▶ **Aim of the task**
Copy the records from the line with "Mark one point on each instance of the stone block" to the line with "143), (499, 21)]", both included and requests kept, and shift each coordinate in the answer lists by adding 17 to it. Output only those lines.
[start]
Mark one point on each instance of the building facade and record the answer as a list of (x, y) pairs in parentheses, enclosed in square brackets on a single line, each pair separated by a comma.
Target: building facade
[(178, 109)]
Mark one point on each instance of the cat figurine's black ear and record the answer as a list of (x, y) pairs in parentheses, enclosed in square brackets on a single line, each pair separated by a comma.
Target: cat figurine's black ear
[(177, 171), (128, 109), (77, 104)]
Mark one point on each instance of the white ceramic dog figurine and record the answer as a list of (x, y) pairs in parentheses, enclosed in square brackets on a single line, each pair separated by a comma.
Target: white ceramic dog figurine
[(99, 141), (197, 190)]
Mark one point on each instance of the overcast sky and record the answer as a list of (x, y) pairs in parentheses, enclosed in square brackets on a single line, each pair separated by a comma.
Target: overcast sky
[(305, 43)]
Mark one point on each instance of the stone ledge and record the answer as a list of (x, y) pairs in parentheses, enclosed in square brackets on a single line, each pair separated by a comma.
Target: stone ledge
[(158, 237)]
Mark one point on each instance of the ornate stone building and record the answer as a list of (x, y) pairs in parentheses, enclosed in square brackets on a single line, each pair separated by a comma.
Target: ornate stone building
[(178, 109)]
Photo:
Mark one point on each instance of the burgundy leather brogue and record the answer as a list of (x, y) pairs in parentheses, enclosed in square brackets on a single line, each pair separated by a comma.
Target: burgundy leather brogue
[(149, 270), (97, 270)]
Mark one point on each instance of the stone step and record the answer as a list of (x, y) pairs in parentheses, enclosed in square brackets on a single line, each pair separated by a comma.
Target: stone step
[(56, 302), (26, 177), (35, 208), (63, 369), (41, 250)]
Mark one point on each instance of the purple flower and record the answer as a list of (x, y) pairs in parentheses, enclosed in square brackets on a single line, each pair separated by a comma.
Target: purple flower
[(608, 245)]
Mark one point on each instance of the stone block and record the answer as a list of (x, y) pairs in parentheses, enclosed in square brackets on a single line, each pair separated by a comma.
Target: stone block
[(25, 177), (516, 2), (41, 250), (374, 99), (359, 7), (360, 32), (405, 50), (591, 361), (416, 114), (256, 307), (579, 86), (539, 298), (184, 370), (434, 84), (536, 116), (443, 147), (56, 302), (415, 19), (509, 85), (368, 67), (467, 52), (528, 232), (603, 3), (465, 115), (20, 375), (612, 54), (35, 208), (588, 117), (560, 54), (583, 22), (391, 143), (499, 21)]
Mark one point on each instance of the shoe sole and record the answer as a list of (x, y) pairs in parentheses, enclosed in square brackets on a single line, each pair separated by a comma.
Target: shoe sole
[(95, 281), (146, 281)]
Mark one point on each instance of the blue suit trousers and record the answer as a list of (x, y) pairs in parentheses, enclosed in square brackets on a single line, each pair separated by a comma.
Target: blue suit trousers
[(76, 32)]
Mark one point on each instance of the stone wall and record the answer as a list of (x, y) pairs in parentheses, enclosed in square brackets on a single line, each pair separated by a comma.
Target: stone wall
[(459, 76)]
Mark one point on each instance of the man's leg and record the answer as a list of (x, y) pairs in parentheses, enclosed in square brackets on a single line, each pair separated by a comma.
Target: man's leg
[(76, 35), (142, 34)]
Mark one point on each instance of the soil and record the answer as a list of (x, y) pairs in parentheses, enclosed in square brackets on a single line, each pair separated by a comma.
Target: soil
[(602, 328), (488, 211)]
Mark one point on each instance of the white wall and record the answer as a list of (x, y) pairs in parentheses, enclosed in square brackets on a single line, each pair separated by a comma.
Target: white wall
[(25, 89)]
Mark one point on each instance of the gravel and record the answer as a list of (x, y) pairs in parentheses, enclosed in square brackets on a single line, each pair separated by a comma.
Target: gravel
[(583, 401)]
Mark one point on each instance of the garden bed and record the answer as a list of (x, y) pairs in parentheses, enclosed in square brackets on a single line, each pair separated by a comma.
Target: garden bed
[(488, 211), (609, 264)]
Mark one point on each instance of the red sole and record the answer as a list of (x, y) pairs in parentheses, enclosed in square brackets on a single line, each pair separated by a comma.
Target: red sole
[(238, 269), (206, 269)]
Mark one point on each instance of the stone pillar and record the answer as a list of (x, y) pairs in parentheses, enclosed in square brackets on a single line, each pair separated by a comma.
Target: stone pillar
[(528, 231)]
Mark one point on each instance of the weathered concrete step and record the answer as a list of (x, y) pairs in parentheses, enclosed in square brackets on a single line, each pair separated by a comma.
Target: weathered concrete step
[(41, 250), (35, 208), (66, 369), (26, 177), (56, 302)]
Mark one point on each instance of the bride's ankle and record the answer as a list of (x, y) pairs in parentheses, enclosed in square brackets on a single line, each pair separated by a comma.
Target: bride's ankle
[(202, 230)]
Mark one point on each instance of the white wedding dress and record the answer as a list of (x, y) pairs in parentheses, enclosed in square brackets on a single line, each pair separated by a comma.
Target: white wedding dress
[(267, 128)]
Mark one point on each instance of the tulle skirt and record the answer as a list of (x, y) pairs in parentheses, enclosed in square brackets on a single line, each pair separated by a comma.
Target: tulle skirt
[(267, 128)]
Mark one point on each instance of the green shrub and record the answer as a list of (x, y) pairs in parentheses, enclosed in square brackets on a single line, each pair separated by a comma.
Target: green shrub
[end]
▶ **Answer to the problem**
Mark one point on each instance of the stone block and record the answer as a list of (x, y) pairs in parentheses, enclosed in square brackets on a single line, each pair separated by a comma.
Target: stone block
[(42, 194), (533, 19), (58, 267), (391, 116), (376, 24), (377, 49), (422, 67), (608, 378), (433, 131), (273, 324), (596, 103), (556, 315), (201, 387), (451, 101), (553, 133), (460, 164), (73, 319), (432, 36), (526, 102), (385, 84), (484, 69), (545, 249), (620, 20), (482, 132), (37, 392), (629, 71), (52, 225), (605, 134), (577, 71), (600, 39), (408, 160), (516, 38)]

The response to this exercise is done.